» **EXERCISE PROMPT**
Read the piece about autism and decide whether each statement agrees with it: (a) The writer is related to someone with autism. (b) On the second day, the student asked the writer for things. (c) The writer believes in reincarnation. For each, answer yes or no and quote the words that decide it.

» **DOCUMENT EXTRACT**
= Beginning of Section =
I am not related to anyone with autism. Yet I am related by blood. The blood factors that make me human relate me to these children who are struggling humans.
According to statistics, 1 in a 100 has autism in the United States. http://autism.emedtv.com/autism/autism-statistics.html
Outside the USA, other countries are feeling the effects. ? If countries all over the world are suffering from this childhood affliction, then it’s not just western civilization’s modern conveniences creating the cause. The cause itself is still unknown. http://autism.about.com/od/whatisautism/p/autismcauses.htm
So cosmically speaking, why do we have such a predominance of Autism in this generation ?
Years back while in a bookstore in Greenwich Village, NYC, I ran across a book that suggested that children born with mental disturbances are the result of people’s souls returning who died in shocking trauma such as in war.
Although I have no system of belief in reincarnation, I enter the sense of brain shock.
I myself am a child who had brain shock, or trauma in my early youth. I have had a lock-down on those pains. So I have to wonder if perhaps children are coming into this generation with similar brain shock.
This week I worked in an Autism Unit at an elementary school. The one nearly non-functional student I was assigned to was In My Face. He had a dearness and my heart softened to him. Looking into his eyes, I had no idea if he could read my eyes or face at all.
The first day we were together, he acted out with hand to tongue spinning, whining, kicking, throwing. He seemed angry and unsatisfied. I learned to patiently repeat and repeat and repeat and firmly assist him in picking up his tossed items. The wonderful teacher and paraprofessional aides provided a model of saintly patience and direction. The second day, after about two hours together, he asked me for things. The teacher seemed surprised he verbalized his wishes. When he said “sleep” and was ignored because it wasn’t rest time, he acted out. The trained paraprofessional asked him what he wanted. By then he lost the word. I provided it: Sleep. So we were allowed to rest him on the rocking chair with him on my lap, head back to rest and gently stroking my head and hair. He got what he needed. And finally, instead of the anger he had the day before, he heard me laugh and wanted to laugh for hours. He liked laughing. And then, in my face, he knit his brows and said to me, “Cry”. So I pretended to cry and so did he. And then we both laughed again. We were relating.
This begins my adventure into the realm of Autism. I know that coming out of my brain shock has enabled me to see that I have special talents and awarenesses. Mine are uncommon to most people’s. I believe that cosmically we are given these children to learn to be better humans ourselves. And when they wake, we will reap their special talents and awarenesses.
= End of Section =
Lines for pointing at the things people describe
= Beginning of Section =
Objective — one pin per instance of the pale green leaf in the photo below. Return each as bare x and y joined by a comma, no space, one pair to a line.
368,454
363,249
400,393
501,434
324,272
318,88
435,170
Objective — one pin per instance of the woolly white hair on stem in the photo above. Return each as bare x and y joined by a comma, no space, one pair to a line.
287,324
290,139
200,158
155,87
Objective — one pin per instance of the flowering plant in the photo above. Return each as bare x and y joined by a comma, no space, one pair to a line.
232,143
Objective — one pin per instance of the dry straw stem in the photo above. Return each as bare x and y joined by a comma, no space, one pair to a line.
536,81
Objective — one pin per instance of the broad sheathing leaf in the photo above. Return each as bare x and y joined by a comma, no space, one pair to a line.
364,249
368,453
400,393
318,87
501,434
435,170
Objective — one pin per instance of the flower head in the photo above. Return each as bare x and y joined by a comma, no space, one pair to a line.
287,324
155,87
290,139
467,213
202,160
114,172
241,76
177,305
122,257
= End of Section =
» **COMPLETED TASK**
(a) No: "I am not related to anyone with autism."
(b) Yes: "The second day, after about two hours together, he asked me for things."
(c) No: "Although I have no system of belief in reincarnation"